» Exercise brief
Give the records again in full, exactly as they appear, but without the pictures.

» Records for the task

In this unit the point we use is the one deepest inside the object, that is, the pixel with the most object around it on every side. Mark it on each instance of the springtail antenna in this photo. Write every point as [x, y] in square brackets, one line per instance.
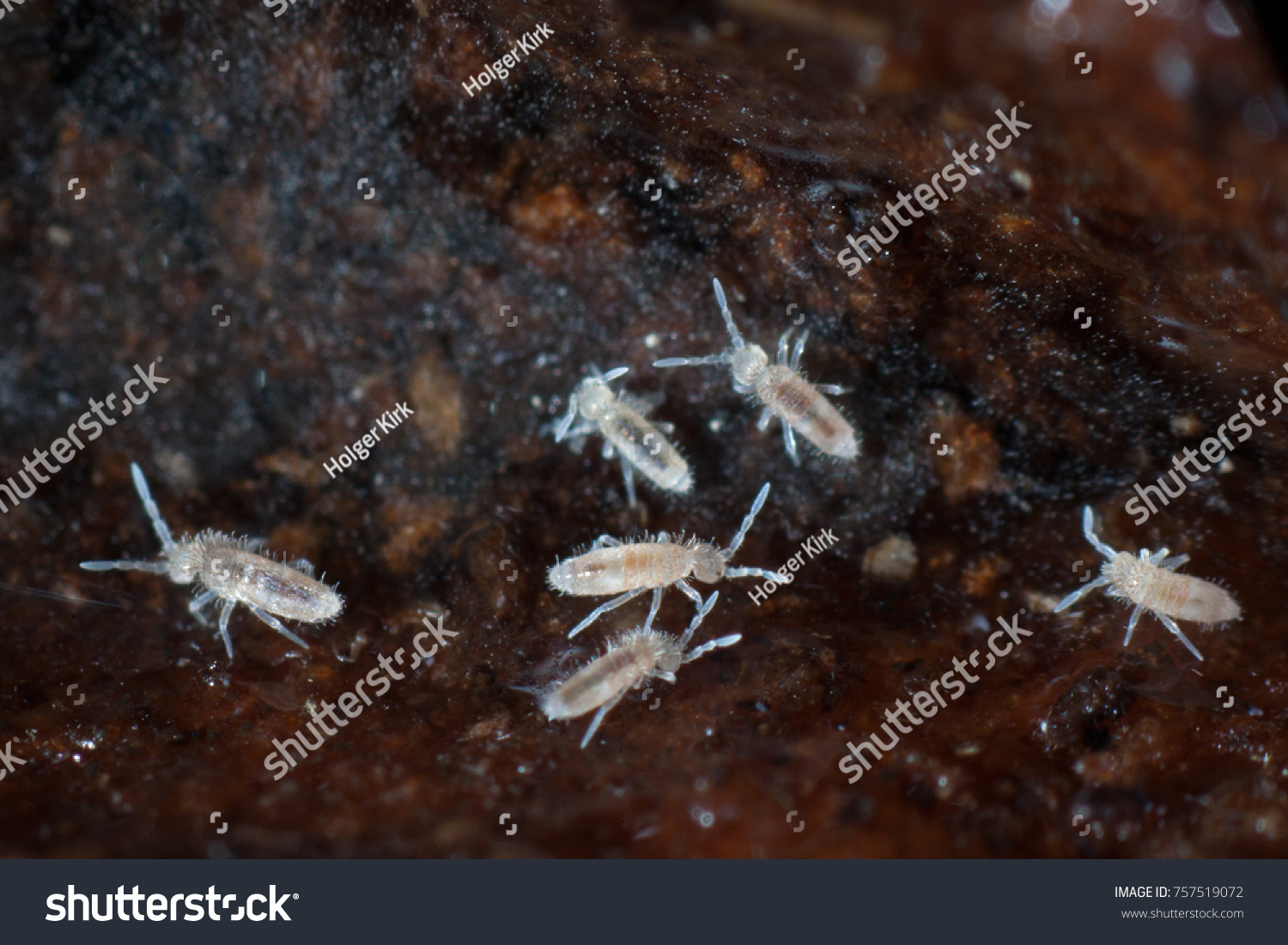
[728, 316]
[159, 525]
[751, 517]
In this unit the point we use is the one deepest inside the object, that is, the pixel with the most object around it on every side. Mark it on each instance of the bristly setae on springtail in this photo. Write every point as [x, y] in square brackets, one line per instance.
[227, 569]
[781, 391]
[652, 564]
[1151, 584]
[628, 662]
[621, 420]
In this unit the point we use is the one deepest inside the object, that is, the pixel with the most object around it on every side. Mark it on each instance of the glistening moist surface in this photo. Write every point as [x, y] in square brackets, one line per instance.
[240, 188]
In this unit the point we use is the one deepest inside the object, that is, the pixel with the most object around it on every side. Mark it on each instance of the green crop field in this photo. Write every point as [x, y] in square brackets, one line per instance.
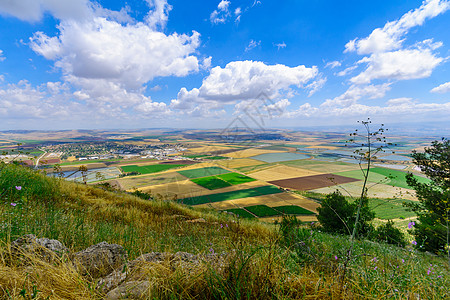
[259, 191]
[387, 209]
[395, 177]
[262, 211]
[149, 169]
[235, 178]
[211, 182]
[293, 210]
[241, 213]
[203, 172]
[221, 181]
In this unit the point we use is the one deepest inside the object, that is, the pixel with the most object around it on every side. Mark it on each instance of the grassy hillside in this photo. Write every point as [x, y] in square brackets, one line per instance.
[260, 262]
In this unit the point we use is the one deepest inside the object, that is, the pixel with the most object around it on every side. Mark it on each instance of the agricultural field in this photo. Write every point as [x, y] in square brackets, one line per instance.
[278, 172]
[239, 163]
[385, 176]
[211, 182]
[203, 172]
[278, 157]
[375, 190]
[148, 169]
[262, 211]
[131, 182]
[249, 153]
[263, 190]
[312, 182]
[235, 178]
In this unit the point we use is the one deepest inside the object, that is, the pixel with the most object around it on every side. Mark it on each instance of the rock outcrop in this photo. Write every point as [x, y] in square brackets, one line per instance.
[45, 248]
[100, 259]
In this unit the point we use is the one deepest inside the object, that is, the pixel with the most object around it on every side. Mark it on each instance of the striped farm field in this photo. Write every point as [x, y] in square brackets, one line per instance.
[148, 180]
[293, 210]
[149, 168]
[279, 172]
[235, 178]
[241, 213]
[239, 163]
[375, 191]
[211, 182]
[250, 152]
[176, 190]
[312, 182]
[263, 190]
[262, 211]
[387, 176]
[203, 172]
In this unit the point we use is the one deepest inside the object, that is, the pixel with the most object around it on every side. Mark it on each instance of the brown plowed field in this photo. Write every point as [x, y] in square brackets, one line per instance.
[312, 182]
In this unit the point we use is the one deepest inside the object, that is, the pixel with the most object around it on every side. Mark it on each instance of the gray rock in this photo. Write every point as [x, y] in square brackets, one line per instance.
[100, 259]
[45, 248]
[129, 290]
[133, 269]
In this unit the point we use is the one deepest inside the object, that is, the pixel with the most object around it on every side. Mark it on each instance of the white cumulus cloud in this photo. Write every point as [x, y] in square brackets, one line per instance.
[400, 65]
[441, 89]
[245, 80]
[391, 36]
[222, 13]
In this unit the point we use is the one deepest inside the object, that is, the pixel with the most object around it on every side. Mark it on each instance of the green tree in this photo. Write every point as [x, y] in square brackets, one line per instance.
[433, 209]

» Expected answer
In this unit the point we use is the one deepest inside the object, that is, the pixel with the most object around it on every side. Mark it on each instance of the springtail antenna in this photo. Write every point as [x, y] in square brackets, one line per instance.
[728, 316]
[159, 525]
[751, 517]
In this unit the point we use is the one deepest inside the object, that is, the pixel with the most object around it on every side. Mark it on each instance of the bristly setae on springtail in this photo. Write every point as [x, y] in square brackets, one line per instance.
[227, 569]
[781, 391]
[652, 564]
[1151, 584]
[628, 662]
[621, 420]
In this unit the point we use is the one deepest inside the object, that is, the pixel with the most object around it on every side. Mark it on each instance of the glistening moist surface in this photo. Write every point as [x, y] in square brackets, one line per instance.
[240, 188]
In this unit the point we use is the one deepest inside the object, that is, the pixel with the most object around it on every side. Mark it on each instance of the green crop field in this photo. Write every point as [x, y] in square brackets, one line per instance.
[259, 191]
[387, 209]
[395, 177]
[262, 211]
[149, 169]
[235, 178]
[211, 182]
[293, 210]
[241, 213]
[203, 172]
[221, 181]
In this unit the point we use is the one deepest inside the object, that is, the pixel with the most object around it on every side. Mark it on each instance of the grassy hillside in this photo. Write every point as [x, y] in square brackets, one line per instance.
[260, 262]
In this unit the point we use is the one deepest inside the object, that is, the pixel with the most object around it on every side. Mark it on each instance of the agricultural field in this photo. Write every point as [x, y] in square brackets, one line per instance.
[278, 172]
[239, 163]
[385, 176]
[211, 182]
[203, 172]
[278, 157]
[375, 190]
[148, 169]
[262, 211]
[131, 182]
[249, 153]
[263, 190]
[312, 182]
[235, 178]
In this unit the point we use is the one deepest inside the object, that is, the pixel with the most object around it on every side. Mark it on each instance of the rock outcrop in this photo. Write every point as [x, y] in square brackets, one line per instance.
[45, 248]
[100, 259]
In this unit the point we use is the one deepest inside the object, that is, the pixel with the most object around it on every side. Mark it on each instance of the striped farm field in this photo. Write every point as [x, y] in square brackets, one line per instance.
[148, 180]
[293, 210]
[149, 168]
[279, 172]
[235, 178]
[241, 213]
[239, 163]
[375, 191]
[211, 182]
[250, 152]
[176, 190]
[312, 182]
[263, 190]
[262, 211]
[387, 176]
[203, 172]
In this unit the point we use is the one deepest inside the object, that is, the pixel with the most object around it on every side. Mark it on each instance of the brown plowed field in this photo. Write every point as [x, y] in square brackets, one line per instance.
[312, 182]
In this unit the point we use is the one deepest inside the object, that is, the pixel with the most object around it on every side. Mark it on each instance of the gray rock in this photo. Write every point as [x, y] in square brackets, one line per instance.
[100, 259]
[45, 248]
[129, 290]
[133, 269]
In this unit the point we use is the one deepest inside the object, that is, the pixel with the most object around it on every side. Mark it on each instance of the white cumulus cloud in this photo. Write every point as [x, y] in square brackets, one line per instance.
[400, 65]
[441, 89]
[245, 80]
[391, 36]
[222, 13]
In this unit the point we use is the one deepest inside the object, that is, the pixel with the most object around it on every side. Mark it on each instance of the green tree in this photo. Write every point as [x, y] in square brackets, one line per instance.
[433, 209]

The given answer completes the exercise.